• Цитируемый отрывок

▼▼▼

Нет больше и церковных памятников, которые видел юнкер Михаил Юрьевич. До основания сломаны мужской Чудов и женский Вознесенский монастыри, Малый Николаевский дворец, где Николай I принял освобожденного им из ссылки Пушкина. Все разрушено по воле Сталина. На месте монастырей и дворца вижу зеленые крыши бывшей военной школы имени ВЦИК с клубом. В нем открыли после прихода к власти Хрущева забытый ныне Кремлевский театр, о котором я впервые написал в газете, начав тем самым свое путешествие по Кремлю. Под крышей обычного вида желтого корпуса оказался великолепный зал с голубыми креслами на 1200 зрителей...
Приходил я и в самое охраняемое место Кремля – бывшие Судебные установления, где поселился в многокомнатной квартире сбежавшего прокурора Ленин. Мне разрешили сфотографировать телефонную книжку, лежавшую на его письменном столе у «вертушки» кремлевского коммутатора. Тогда с ужасом узнал, что почти всех помянутых в книжке абонентов расстрелял абонент с номерами телефонов 034, 106 в кабинете и 122 в квартире в бывшем Потешном дворце. Над ним с недавних пор горят огнем купола с крестами.
Поднявшись под самый купол с крестом, из квадратного окошка я увидел Василия Блаженного. О нем Лермонтов писал: «…Рядом с этим великолепным, угрюмым зданием, прямо против его дверей, кишит грязная толпа, блещут ряды лавок, кричат разносчики, суетятся булошники у пьедестала монумента, воздвигнутого Минину…»
Никто больше не торгует на площади. Ходят по ней группы с провожатыми. А вид за Спасской башней остался точно такой, как полвека назад. Поэтому могу повторить свое давнее описание:
«Как охватить взором бескрайнюю картину из ярких красок всех цветов и оттенков в раме, сколоченной из горизонтов. Ярко-зеленая, широкая, как площадь, крыша Манежа. За ней стеклянный купол старого университета. А выше одна на одну находят крыши домов. Отсюда кажется, что между ними нет пространства, улиц и бульваров. Одна главная улица города, улица Горького, узкой полоской просматривается от центра до алого флага на крыше Моссовета».

▲▲▲

(Сохранённые записи набора данных)
▼▼▼

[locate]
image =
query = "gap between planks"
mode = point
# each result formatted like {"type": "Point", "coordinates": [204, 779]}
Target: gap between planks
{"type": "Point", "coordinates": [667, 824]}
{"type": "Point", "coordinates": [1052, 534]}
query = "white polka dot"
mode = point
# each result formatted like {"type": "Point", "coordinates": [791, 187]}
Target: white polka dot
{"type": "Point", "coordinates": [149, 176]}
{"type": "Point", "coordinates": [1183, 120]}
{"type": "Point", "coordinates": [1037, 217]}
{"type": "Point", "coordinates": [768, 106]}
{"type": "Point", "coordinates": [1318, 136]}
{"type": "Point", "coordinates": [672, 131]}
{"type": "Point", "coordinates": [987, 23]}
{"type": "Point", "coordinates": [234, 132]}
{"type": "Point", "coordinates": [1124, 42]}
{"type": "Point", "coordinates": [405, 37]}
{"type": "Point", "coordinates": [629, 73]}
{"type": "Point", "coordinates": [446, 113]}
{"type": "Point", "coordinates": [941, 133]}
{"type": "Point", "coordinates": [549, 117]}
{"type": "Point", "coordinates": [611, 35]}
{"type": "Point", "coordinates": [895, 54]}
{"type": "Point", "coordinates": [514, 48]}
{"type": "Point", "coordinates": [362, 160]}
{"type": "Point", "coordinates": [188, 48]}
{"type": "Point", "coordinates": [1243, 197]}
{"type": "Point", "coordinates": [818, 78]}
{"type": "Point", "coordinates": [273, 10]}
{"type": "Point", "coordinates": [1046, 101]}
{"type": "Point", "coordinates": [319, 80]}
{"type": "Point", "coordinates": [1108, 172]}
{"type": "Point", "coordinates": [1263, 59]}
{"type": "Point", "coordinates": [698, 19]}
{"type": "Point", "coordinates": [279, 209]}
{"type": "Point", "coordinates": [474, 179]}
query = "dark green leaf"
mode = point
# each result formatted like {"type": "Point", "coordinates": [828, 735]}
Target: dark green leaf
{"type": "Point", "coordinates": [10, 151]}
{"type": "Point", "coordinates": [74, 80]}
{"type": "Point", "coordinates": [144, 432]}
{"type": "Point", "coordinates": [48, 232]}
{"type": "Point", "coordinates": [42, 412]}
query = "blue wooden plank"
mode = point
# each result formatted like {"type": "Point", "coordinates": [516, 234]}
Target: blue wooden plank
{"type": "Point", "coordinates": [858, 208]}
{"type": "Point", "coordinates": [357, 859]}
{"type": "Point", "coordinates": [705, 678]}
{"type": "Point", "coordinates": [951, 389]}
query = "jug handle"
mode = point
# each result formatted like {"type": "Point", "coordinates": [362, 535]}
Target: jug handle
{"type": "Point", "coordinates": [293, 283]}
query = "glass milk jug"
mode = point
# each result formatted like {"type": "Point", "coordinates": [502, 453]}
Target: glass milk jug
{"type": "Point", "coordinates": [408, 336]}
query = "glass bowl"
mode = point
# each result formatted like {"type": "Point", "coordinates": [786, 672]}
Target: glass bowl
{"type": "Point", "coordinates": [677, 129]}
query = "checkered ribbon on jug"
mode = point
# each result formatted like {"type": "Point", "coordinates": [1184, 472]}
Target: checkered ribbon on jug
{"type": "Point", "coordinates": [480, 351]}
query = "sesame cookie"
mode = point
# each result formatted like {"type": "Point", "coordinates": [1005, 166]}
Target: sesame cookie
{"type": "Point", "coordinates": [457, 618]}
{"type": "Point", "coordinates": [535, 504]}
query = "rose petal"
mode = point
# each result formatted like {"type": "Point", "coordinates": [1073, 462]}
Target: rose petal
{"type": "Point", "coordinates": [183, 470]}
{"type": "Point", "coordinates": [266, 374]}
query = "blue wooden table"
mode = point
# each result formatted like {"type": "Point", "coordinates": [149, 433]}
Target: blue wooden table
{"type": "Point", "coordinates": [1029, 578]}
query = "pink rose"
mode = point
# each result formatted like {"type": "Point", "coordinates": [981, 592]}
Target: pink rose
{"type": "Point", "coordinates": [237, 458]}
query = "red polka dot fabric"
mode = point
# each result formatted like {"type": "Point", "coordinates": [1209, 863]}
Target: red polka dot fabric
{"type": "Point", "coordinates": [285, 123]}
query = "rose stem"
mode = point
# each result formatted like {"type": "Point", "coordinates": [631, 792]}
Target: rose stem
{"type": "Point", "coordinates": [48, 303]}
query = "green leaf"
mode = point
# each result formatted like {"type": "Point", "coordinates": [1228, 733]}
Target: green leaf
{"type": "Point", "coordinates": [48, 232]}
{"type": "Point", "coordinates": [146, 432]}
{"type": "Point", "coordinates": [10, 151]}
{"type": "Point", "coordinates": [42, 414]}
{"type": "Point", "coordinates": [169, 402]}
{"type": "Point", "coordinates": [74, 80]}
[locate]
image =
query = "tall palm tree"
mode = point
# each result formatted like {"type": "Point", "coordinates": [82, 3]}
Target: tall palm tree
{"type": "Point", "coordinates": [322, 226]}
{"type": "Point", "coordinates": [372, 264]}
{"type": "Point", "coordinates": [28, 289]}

▲▲▲

• Задание
Напишите, пожалуйста, продолжение отрывка о Кремле, начиная сразу после его последнего предложения. Записи представляют собой отдельный материал, не связанный с отрывком о Кремле.

• Результат
Переименовали улицу Горького в Тверскую. Исполком называется правительством. Алый флаг над улицей стал трехцветным – точно такой, как над Кремлем. Два теперь правительства в Москве. На рубеже веков нам крупно повезло на «отцов города». Поэтому на месте зеленой лужи белеет храм Христа. Маячит солдатский штык обелиска Победы над Поклонной горой. Рвет ветер паруса над Петром. Повисли над Москва-рекой пешеходные мосты. В низине, на Пресне, монтируют небоскребы делового центра. Его мэр Москвы хотел бы назвать Великим Посадом в память о том, что отшумел на холме у Кремля.
Переходя от одного проема к другому, кручусь вокруг Москвы и снимаю «на цифру». Пытаюсь сохранить в памяти чудную картину Кремля и города. Его отсюда не запечатлел ни один живописец. Из фотографов на моей памяти бывал здесь один мой друг Николай Рахманов, снявший известную краеведам «Круговую панораму Москвы», которую я дополнил текстом в 1980 году.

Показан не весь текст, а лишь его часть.